--- BEGIN Exercise input ---

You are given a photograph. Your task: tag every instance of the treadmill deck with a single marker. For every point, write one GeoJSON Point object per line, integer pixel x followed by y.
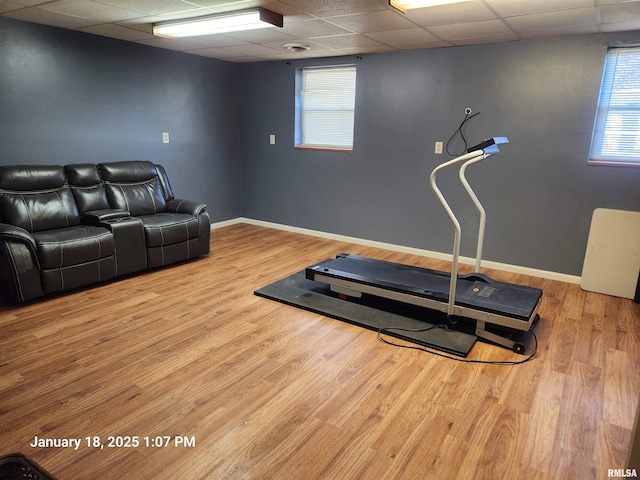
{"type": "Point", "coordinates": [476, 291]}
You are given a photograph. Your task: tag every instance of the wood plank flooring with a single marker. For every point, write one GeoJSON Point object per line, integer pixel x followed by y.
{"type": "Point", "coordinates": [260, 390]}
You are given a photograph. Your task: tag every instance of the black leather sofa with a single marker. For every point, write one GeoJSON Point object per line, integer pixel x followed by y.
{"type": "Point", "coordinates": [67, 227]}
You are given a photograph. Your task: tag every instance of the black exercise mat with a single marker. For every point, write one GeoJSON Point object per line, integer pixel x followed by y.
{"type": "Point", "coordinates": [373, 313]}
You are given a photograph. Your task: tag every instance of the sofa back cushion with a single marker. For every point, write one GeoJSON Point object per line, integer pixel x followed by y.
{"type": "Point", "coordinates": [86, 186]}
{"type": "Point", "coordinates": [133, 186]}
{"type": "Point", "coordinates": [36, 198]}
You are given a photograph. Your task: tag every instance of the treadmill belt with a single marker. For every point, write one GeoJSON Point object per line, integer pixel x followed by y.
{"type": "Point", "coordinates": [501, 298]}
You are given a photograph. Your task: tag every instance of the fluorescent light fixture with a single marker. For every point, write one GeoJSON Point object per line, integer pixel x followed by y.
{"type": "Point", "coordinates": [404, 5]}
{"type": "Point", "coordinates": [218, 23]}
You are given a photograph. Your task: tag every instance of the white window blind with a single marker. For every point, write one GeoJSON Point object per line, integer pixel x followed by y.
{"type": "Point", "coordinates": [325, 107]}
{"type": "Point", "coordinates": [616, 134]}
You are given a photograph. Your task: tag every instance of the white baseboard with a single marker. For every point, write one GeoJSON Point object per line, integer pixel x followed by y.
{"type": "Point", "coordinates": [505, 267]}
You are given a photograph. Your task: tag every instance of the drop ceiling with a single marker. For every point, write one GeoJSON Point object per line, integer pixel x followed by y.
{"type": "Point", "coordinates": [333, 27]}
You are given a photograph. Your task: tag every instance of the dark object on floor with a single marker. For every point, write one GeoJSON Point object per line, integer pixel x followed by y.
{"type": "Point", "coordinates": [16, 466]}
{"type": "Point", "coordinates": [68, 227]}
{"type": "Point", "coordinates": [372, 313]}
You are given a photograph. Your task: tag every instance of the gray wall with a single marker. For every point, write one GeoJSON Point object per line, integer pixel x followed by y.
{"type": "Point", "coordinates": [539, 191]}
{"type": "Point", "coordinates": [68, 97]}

--- END Exercise input ---

=== Task description ===
Transcribe every entry above exactly. Omit all pictures.

=== Output of the exercise ===
You are given a photograph. Your task: tag every instance of the treadmill deck with a single marker. For every point, write one GeoJSON Point object per line, integer pixel x followed by y.
{"type": "Point", "coordinates": [476, 291]}
You are given a photograph. Your task: tag every instance of the wood plank flooring with a single marker. For every point, write one GeoJSON Point object per line, integer pixel x followed by y.
{"type": "Point", "coordinates": [260, 390]}
You are given a photograph. Your task: tag every instance of the black leather sofa with a single marker. For every point, write one GeoJSON Point object per line, integer pixel x followed by y.
{"type": "Point", "coordinates": [67, 227]}
You are given a photograph. Your task: tag every instance of the black exercise mat with a single marker. For every point, write one GeoJSON Point object per line, integer pixel x followed by y.
{"type": "Point", "coordinates": [373, 313]}
You are given a photograph. Your task: tag every instance of the sofa back cushion with a single marker. For every point, write one GeoJSON Point object per line, integer pixel x followed by y.
{"type": "Point", "coordinates": [86, 186]}
{"type": "Point", "coordinates": [133, 186]}
{"type": "Point", "coordinates": [36, 198]}
You are given a photograph. Your task: tag every instance of the treadmill belt with a single marker. For every point, write one GeoJSON Point object per line, integer pixel x followed by y.
{"type": "Point", "coordinates": [501, 298]}
You are given a photograph. Your task: tag every instance of the fluorescent light fixture with a single marker. For every point, write one GeoJSON Point object per line, integer pixel x followed by y.
{"type": "Point", "coordinates": [404, 5]}
{"type": "Point", "coordinates": [218, 23]}
You are given a photograph. Your task: tag every instance of the white window blind with a single marker. For every point, write one GeoJSON Point object per line, integer pixel x followed by y.
{"type": "Point", "coordinates": [325, 107]}
{"type": "Point", "coordinates": [616, 134]}
You are given a photograph. Your task: tag every instance of the white baseboard with a single marker. For every point, write one GeoJSON Point object per line, integer pixel x followed by y.
{"type": "Point", "coordinates": [505, 267]}
You are given a photograph. Your task: tag every instance of the drop ceiling with a single marker. For every point, write one GeoJSON Point object per line, integer pixel x followed by y.
{"type": "Point", "coordinates": [333, 27]}
You are given a photograph. Your task: tag every instance of the dark object on floor with a single marker. For every point, write one GeoJSON Point object per line, integer pixel x followed by y.
{"type": "Point", "coordinates": [16, 466]}
{"type": "Point", "coordinates": [68, 227]}
{"type": "Point", "coordinates": [372, 313]}
You are given a photograph. Your task: tag every instance of the gray wall with a single marker. For every point, write one GeoJSON Point object per line, integer pixel x followed by y.
{"type": "Point", "coordinates": [539, 191]}
{"type": "Point", "coordinates": [68, 97]}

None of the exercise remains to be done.